*What to work on*
Please show every line in the entries below that includes the word "hiker".

[[ Record set, beginning ]]

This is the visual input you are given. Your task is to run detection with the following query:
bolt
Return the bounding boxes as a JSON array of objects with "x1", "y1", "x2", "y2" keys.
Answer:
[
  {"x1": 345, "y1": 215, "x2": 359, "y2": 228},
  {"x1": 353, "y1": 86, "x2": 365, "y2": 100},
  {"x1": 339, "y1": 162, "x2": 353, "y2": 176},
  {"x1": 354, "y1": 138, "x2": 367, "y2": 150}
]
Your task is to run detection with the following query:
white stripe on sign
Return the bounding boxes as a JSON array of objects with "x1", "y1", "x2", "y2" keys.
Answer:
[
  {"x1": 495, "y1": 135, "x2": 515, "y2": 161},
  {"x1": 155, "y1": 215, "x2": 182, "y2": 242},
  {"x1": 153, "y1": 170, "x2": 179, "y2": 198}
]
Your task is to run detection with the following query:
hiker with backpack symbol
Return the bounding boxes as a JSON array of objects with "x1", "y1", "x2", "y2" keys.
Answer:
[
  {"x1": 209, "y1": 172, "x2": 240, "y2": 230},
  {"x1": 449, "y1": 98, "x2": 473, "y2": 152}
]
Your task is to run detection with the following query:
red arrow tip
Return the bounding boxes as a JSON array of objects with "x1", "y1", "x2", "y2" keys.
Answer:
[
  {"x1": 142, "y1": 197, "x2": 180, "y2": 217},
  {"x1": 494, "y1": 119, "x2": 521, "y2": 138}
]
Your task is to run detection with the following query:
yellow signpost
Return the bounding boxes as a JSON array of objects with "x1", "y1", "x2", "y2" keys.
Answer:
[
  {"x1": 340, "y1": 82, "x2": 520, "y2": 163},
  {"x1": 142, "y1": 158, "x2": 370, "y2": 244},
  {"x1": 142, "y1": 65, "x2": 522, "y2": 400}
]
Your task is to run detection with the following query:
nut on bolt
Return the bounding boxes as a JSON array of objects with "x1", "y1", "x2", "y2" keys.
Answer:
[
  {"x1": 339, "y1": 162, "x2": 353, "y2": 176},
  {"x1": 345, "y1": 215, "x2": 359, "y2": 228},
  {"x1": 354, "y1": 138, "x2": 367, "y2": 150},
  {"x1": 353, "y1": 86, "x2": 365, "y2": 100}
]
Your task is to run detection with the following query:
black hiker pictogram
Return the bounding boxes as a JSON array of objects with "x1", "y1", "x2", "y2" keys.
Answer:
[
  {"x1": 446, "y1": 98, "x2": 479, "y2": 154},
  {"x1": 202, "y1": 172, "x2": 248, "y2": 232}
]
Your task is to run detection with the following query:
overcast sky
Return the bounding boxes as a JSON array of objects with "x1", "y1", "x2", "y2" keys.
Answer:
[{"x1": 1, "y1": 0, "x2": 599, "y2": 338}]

[[ Record set, end ]]

*Task result*
hiker with backpack symbol
black hiker pictogram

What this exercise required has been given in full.